— TEXT SHOWN —
Explain it to me like I am a 5-year-old: What are Docker, Image, and Containers
You guys might have heard of docker a lot and a few months back even I was one of them. I heard about it so many times with words like images, containers that it felt daunting and never really understood what is the problem with the current system.
This happened to me when I was creating an application that would display reports on the analysis performed on different testing data. I created the application using Flask and it was up running but one day my friend asked me to send him my code so that even he can run it on his computer. Now came a question in mind, how do I send you this? I am afraid that sending you this will disturb the whole system and the application won’t run even if there is a single change in the configuration and code. That is when Docker comes into the picture. Docker is a great tool when it comes to deployment and running your application on different platforms. Using Docker, I can just take a screenshot of my application and put it up on dockerhub. Anyone having access to docker hub, can access my screenshot and run it the way I am on my local machine.

(Point annotations for photos)
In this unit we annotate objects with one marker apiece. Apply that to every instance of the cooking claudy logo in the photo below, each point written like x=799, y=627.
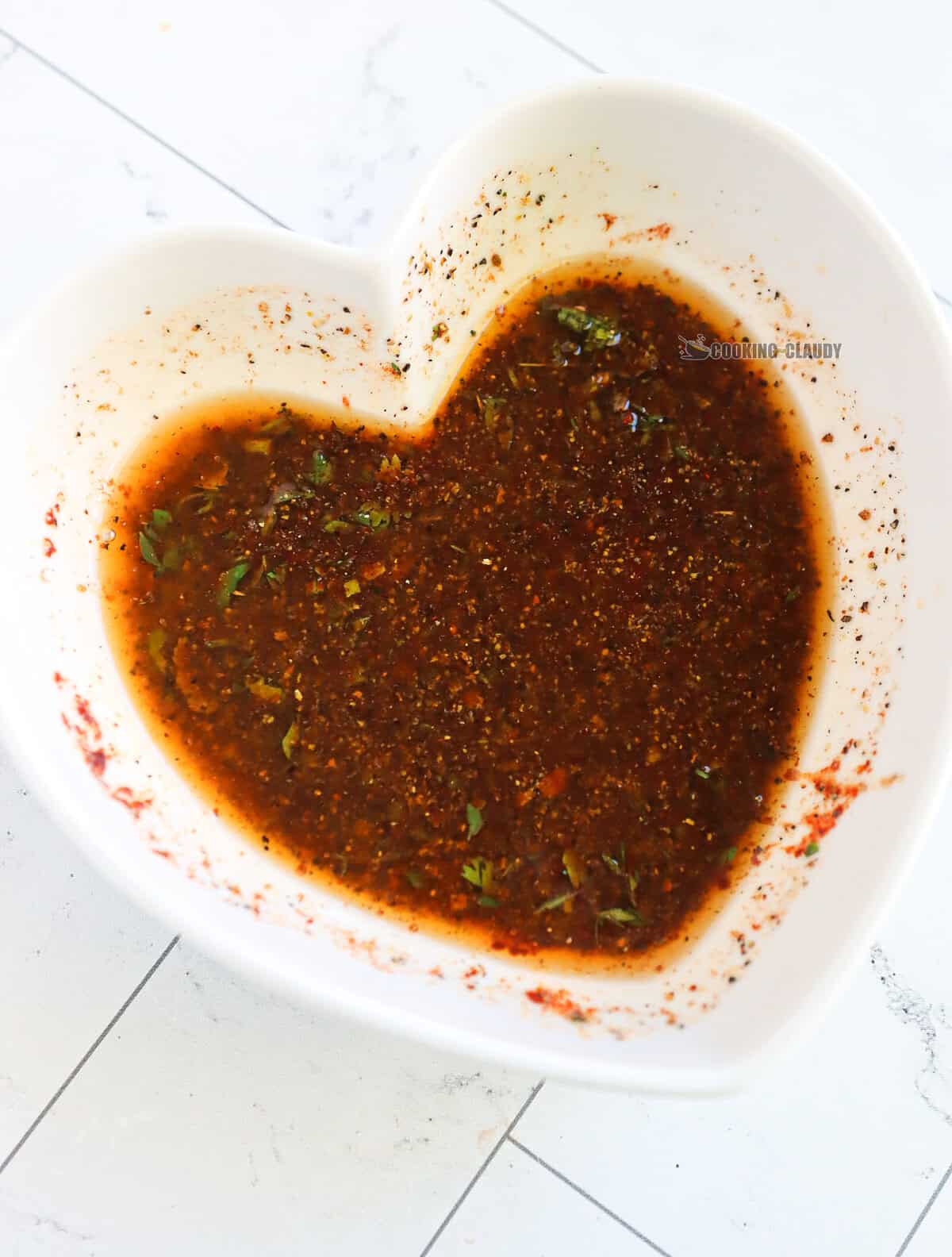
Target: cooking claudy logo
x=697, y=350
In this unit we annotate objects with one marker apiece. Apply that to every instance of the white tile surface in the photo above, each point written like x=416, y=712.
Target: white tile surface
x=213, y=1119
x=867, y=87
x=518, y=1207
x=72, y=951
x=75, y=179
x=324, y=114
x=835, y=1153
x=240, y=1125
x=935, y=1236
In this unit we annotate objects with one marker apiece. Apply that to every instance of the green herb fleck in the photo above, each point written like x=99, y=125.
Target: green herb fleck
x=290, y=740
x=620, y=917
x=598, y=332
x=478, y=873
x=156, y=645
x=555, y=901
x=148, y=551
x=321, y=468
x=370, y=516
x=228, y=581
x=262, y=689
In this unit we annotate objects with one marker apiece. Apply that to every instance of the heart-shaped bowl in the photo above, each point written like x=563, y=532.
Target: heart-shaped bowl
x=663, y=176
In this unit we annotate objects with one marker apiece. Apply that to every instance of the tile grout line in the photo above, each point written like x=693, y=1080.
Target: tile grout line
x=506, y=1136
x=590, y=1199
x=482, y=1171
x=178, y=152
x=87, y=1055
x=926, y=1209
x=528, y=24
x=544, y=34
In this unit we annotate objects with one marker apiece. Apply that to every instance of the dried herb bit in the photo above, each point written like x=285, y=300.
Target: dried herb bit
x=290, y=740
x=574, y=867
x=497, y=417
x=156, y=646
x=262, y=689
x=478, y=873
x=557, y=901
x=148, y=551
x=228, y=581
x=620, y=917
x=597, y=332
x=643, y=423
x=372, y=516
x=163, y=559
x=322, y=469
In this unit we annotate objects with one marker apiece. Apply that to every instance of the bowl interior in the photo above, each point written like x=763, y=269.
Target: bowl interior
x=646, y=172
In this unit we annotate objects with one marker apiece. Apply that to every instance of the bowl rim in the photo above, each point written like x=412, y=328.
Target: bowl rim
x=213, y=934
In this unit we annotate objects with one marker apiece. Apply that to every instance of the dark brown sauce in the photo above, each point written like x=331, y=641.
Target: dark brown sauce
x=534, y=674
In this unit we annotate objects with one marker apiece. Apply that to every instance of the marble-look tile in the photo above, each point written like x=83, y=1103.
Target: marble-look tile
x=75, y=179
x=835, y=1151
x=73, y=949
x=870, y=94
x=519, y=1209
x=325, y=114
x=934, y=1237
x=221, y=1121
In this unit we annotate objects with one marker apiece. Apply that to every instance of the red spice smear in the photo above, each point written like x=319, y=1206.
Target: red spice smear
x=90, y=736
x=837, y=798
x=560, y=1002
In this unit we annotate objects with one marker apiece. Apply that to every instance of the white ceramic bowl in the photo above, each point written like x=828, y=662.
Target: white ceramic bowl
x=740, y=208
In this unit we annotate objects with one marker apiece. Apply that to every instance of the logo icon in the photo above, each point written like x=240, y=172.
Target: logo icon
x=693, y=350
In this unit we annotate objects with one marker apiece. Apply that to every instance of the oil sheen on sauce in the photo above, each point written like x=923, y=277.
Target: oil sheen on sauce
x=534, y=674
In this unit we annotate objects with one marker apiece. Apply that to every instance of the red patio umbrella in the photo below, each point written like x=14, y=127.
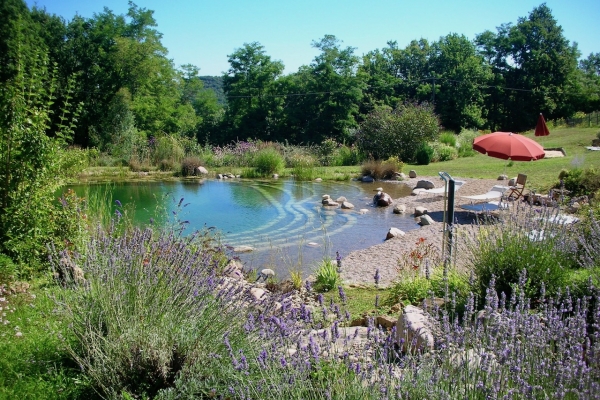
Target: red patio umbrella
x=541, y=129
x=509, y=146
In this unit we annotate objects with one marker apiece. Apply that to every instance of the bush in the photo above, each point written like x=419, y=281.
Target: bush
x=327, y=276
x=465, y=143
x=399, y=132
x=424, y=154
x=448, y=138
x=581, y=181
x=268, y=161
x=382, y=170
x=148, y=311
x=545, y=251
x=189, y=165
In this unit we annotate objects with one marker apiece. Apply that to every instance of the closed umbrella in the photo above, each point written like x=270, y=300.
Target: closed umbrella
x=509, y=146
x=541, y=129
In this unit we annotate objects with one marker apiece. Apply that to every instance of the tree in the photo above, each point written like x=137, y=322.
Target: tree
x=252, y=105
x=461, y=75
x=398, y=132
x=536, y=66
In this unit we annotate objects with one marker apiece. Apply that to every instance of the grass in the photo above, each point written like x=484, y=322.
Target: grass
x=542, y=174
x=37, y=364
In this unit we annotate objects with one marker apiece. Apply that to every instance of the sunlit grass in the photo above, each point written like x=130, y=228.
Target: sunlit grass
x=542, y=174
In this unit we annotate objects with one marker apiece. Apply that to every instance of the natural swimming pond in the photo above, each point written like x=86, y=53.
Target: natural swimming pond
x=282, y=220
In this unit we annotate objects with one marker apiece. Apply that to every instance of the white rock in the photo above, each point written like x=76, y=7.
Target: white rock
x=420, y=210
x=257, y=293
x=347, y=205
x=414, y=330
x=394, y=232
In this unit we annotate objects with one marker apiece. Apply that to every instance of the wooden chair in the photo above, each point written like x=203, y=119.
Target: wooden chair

— GIVEN EXERCISE 1 —
In the Docker explainer, which framework did the writer use to build the reporting application?
— GIVEN EXERCISE 2 —
Continue the Docker explainer from the point where it stops.

— TASK RESULT 1 —
Flask.

— TASK RESULT 2 —
Thanks to Udita Gupta and her patience with answering my questions, I realized docker concepts are nothing but like a picnic where you go with a mat and a few lunch boxes with food in it. Confused, right? Let me explain to you how.
Docker is a service layer (like a picnic mat) on which you can run Docker Containers(lunch boxes) which consists of Docker Image (Food).
If you have an application that has three functionalities: Add, Subtract, Divide. You can create three different images for each functionality and run it inside three different containers. Let’s say there are more people using the ‘Add’ functionality, then you can create more containers with the same image. Each image is made up of different microservices (I know I know, this sentence is making it more confusing but I had to :P) You can imagine microservice as a service/functionality that can do only one tiny task but it can do it perfectly, for example ‘Add’ functionality is a very small task so we can consider it as a microservice. As we said image is just a screenshot of the service and the container is where the image runs. Spinning up multiple containers with the same image means you are distributing the load coming towards one specific service.
Getting into specifics…
What is Docker?
Removes the problem of application working in one platform and not working on another platform
Docker is used heavily in the deployment phase of the application.
There are different components to an application: Frontend, backend, databases, libraries, etc. and if you want the same application to run on different platforms then it becomes difficult.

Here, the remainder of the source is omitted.